§ **Set problem**
Copy the data from the line that contains "Check that every instance of the rocky" to its last line, exactly, including both of those lines and leaving out everything before.

--- Start of Rows ---

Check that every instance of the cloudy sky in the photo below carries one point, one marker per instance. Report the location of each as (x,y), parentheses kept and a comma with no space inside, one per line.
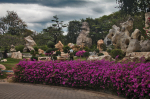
(39,13)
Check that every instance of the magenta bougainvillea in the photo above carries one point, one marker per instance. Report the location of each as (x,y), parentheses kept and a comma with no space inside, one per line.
(130,79)
(80,53)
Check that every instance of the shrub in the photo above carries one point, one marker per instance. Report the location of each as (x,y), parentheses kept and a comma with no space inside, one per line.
(103,46)
(97,50)
(36,48)
(100,54)
(54,57)
(44,47)
(58,53)
(75,53)
(80,53)
(66,48)
(19,48)
(34,58)
(128,79)
(51,44)
(2,74)
(116,52)
(86,54)
(86,48)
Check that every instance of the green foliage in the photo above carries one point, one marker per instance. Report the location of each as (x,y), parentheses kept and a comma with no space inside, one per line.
(100,54)
(75,52)
(116,52)
(97,50)
(86,48)
(36,48)
(19,48)
(103,46)
(58,53)
(51,44)
(66,48)
(86,54)
(2,74)
(44,47)
(109,50)
(54,57)
(34,57)
(32,52)
(49,50)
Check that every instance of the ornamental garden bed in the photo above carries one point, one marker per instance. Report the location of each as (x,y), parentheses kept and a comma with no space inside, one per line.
(129,79)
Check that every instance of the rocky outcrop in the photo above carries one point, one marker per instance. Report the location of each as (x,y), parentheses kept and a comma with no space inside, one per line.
(60,46)
(29,44)
(83,39)
(40,51)
(99,43)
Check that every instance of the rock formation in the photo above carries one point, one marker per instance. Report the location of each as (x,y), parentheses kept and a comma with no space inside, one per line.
(99,43)
(60,46)
(12,49)
(16,55)
(82,39)
(40,51)
(29,44)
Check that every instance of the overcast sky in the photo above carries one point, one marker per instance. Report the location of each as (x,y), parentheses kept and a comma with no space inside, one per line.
(38,13)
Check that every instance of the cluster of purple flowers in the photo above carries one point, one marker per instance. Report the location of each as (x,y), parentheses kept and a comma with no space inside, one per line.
(130,79)
(80,53)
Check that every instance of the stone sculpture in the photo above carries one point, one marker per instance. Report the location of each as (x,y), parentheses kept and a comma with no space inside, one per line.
(12,49)
(40,51)
(16,55)
(29,44)
(99,43)
(60,46)
(83,39)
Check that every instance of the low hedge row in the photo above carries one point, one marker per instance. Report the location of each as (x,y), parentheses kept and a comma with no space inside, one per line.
(130,79)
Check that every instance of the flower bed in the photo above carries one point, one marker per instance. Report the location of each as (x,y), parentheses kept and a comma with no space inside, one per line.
(130,79)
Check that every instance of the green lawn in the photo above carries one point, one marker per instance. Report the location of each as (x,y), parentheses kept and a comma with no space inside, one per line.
(10,63)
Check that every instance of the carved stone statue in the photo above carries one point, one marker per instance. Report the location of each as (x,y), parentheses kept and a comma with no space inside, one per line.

--- End of Rows ---

§ **Complete answer**
Check that every instance of the rocky outcrop in the photo above carries one point, one marker per instance. Report the location of each as (x,y), parentheses kept and a comma with no space inside, one per line.
(60,46)
(29,44)
(83,39)
(40,51)
(99,43)
Check that every instance of the rock formation in the photo above carries one point, one marker per instance. Report the location of each as (x,y), parentheses kept and a comma with no space inside, one per line.
(99,43)
(60,46)
(12,49)
(16,55)
(82,39)
(40,51)
(29,44)
Check that every instance of the overcast sky in the photo above carries one point, one marker per instance. Report the location of each as (x,y), parentheses kept and a comma with no space inside, one per line.
(38,13)
Check that every instance of the cluster of purple flowers in the photo above carries one point, one marker per instance. Report the location of each as (x,y), parentheses kept and a comma with no space inside, one per line.
(130,79)
(80,53)
Check that every instance of the stone sculpture in the photo above carries one point, one marker per instance. Report the location of each as (x,y), parentheses kept and a comma with no space inside, one per line.
(12,49)
(40,51)
(16,55)
(29,44)
(99,43)
(60,46)
(83,39)
Check that every instance of the low hedge row in the photo above carries one point, one marker per instance. Report the location of each as (x,y), parentheses kept and a comma with no space inside, one per line.
(130,79)
Check that every instance of the flower bed in the photo above carries one point, one marker per instance. Report the location of each as (x,y), parentheses kept and a comma with no space inside, one per line.
(130,79)
Check that every instance of the green lawn in the photo above carries one point, one marker per instance. Report the location of each as (x,y), parentheses kept and a comma with no space inside, one per line.
(10,63)
Check that every instance of the carved stone statue in the photo above carries one point, one marker per instance. Report the location of each as (x,y), parentheses kept and a comma with no space inside, one per line.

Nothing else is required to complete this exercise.